= Task objective =
Can you write out the entries again from the line with "Practice step: indicate the striped" to the line with "<point>95,287</point>", both included and requests kept, shifting every coordinate in the answers by adding 68? Leave the numbers in the requests and their format samples as they are.

--- start ---

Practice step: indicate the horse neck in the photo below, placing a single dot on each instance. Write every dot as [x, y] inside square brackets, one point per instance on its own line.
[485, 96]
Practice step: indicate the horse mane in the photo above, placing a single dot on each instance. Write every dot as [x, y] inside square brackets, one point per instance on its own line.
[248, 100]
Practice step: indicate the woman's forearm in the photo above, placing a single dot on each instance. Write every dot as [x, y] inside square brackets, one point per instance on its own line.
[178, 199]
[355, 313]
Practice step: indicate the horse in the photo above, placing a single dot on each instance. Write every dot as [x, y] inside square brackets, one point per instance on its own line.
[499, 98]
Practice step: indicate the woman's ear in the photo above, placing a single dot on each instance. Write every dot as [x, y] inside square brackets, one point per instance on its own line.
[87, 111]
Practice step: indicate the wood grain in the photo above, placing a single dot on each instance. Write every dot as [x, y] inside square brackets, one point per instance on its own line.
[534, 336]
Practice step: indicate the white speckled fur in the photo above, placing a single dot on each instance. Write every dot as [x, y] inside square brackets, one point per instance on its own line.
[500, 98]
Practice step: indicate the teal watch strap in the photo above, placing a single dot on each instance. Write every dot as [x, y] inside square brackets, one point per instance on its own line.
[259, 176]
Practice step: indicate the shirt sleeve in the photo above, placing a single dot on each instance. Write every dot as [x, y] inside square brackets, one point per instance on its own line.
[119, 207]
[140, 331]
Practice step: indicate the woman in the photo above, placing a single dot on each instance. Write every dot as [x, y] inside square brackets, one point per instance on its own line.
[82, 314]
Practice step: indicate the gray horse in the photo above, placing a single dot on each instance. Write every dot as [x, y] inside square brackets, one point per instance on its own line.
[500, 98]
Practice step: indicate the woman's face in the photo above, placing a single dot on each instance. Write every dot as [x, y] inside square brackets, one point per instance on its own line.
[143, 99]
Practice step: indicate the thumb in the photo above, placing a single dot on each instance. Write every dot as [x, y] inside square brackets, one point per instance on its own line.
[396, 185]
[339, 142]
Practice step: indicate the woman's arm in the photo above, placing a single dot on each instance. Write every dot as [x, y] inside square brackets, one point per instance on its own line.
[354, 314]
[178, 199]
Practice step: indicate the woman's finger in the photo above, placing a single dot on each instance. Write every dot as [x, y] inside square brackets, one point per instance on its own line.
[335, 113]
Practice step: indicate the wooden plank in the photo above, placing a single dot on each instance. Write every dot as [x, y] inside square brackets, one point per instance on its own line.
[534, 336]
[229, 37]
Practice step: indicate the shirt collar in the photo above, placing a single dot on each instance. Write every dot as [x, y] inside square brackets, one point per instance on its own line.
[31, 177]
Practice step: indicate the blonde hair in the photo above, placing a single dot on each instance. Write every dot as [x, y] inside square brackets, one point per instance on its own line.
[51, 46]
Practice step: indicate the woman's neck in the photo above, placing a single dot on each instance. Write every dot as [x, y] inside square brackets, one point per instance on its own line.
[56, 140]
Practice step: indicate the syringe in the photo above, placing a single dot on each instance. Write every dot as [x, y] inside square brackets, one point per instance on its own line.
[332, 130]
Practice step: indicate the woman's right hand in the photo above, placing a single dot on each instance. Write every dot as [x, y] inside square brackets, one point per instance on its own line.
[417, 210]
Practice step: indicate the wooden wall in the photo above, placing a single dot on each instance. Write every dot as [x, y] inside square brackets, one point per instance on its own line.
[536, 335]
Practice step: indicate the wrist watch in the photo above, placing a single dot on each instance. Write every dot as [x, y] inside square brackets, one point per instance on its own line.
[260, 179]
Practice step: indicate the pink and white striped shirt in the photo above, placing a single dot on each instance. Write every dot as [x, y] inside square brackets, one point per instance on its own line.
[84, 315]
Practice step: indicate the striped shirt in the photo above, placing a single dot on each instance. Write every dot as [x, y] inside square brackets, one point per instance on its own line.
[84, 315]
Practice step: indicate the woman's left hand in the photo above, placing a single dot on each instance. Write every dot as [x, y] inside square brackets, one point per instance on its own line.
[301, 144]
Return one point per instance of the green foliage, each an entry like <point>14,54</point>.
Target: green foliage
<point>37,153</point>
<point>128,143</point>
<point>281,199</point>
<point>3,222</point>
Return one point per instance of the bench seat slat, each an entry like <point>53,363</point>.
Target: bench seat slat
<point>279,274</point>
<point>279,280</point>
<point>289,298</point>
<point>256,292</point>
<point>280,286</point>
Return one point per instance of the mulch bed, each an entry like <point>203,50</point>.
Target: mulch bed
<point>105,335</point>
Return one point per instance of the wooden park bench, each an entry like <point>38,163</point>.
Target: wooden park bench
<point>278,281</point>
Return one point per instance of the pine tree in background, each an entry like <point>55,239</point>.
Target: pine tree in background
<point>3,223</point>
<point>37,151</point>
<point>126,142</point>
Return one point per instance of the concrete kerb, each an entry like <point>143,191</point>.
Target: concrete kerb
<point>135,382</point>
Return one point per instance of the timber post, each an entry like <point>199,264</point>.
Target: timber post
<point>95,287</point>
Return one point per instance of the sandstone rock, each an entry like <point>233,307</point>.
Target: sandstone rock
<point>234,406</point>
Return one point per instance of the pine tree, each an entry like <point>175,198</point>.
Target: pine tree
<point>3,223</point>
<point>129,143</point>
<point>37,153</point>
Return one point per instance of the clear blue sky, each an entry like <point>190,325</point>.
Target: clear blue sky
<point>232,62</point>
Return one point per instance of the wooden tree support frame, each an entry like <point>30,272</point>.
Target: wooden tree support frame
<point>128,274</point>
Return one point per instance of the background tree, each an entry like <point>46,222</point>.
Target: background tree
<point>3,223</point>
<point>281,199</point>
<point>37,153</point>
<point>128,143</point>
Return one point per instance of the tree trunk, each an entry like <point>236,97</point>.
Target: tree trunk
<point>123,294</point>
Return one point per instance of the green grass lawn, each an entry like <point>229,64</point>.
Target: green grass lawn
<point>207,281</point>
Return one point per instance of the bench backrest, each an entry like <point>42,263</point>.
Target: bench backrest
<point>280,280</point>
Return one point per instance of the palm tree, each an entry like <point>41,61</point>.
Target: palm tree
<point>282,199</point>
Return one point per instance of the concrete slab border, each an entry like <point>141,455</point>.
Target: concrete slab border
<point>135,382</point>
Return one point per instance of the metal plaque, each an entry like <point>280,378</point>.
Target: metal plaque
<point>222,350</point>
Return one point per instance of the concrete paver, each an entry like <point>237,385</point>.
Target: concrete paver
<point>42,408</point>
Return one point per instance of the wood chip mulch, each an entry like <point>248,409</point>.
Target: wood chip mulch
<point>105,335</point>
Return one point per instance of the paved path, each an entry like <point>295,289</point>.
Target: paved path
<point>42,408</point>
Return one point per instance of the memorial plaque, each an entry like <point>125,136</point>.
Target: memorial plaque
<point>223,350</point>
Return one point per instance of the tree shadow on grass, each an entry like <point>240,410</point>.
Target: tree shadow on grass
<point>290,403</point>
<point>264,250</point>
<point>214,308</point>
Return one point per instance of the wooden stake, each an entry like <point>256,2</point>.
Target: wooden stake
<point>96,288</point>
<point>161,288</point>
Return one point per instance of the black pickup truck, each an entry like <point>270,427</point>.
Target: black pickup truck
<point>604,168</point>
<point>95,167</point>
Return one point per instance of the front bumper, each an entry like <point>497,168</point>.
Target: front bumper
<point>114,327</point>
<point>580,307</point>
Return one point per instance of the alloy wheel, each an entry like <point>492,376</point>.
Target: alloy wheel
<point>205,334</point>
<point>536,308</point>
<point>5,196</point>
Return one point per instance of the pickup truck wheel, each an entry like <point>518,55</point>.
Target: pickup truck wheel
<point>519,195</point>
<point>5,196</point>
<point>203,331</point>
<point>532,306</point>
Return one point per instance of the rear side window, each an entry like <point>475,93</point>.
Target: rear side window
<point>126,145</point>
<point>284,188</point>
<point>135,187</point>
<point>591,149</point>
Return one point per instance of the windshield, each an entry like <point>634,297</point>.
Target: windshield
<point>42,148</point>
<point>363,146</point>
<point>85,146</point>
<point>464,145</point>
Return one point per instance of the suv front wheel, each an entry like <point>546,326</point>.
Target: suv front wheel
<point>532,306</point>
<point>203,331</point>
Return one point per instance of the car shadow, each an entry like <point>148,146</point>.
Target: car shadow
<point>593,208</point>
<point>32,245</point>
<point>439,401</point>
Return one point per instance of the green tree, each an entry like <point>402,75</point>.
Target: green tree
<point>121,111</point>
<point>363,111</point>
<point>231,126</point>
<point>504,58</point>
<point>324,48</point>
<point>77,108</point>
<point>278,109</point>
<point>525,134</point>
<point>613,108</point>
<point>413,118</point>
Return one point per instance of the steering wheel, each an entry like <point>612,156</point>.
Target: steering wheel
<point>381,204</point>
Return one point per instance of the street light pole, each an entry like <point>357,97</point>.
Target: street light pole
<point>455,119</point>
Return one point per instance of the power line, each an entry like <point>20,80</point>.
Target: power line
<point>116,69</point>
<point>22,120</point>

--- end ---

= Exercise response =
Practice step: indicate the striped shirt in the photo above, placing a single dot on each instance. Write every dot as [x, y] inside square brackets, one point per instance on its own line.
[152, 383]
Practice step: indicate the woman's left hand in the photo above, placing a single dot on each instance. Write every dot as [x, y] inside square brackets, one point per instance on its own line.
[369, 212]
Return one point per instance of the green foliage, each an entry like <point>14,54</point>.
Target: green foliage
<point>105,221</point>
<point>196,211</point>
<point>349,267</point>
<point>71,290</point>
Return one point per instance of the bench seat slat, each an entry like <point>53,363</point>.
Target: bench seat slat
<point>347,342</point>
<point>347,348</point>
<point>357,366</point>
<point>324,360</point>
<point>348,354</point>
Return one point per instance of the mulch bed, each an entry like <point>203,50</point>.
Target: mulch bed
<point>173,403</point>
Return one point per instance of the wooden park bench, each an entry like <point>38,163</point>.
Target: wooden park bench
<point>346,349</point>
Return one point per instance of the pine tree in background, each an entry like <point>55,239</point>.
Target: pine tree in background
<point>71,291</point>
<point>105,219</point>
<point>194,210</point>
Return one point per instance of the concrete kerb, each an entry like <point>143,191</point>.
Target: concrete kerb
<point>203,450</point>
Return one point per instance of the timber post, each an entry like <point>199,264</point>.
Target: timber post
<point>163,355</point>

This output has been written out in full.